*Exercise goal*
A word-for-word copy of the line containing "Query: grass field" and every following line to the end of the data below is all the answer should hold.

*Data shown*
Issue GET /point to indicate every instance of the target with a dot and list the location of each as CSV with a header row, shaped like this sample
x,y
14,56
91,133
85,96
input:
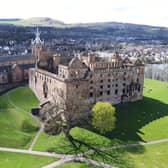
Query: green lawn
x,y
144,120
17,127
15,160
76,165
148,156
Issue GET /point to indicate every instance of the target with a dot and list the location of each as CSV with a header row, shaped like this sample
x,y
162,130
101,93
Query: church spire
x,y
37,39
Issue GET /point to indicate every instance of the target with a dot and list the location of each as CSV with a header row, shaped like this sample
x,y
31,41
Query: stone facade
x,y
88,77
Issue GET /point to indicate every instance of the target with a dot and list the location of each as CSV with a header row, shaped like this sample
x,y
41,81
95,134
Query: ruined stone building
x,y
86,76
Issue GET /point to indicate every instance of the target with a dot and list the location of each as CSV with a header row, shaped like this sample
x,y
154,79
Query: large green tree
x,y
103,117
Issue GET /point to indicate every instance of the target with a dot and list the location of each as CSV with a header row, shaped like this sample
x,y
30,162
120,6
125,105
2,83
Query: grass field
x,y
138,121
144,120
17,127
76,165
15,160
148,156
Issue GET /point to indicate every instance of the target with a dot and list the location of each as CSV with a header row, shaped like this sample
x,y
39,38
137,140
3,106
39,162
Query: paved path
x,y
30,152
65,158
76,158
129,145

*Answer to this task*
Query: grass field
x,y
138,121
144,120
17,127
76,165
15,160
148,156
Issue GET /point to indicate every instance of the target with a dot and list the location of each as CSV with a header row, shaped like this sample
x,y
39,38
137,140
3,106
39,162
Query: paved path
x,y
30,152
65,158
76,158
129,145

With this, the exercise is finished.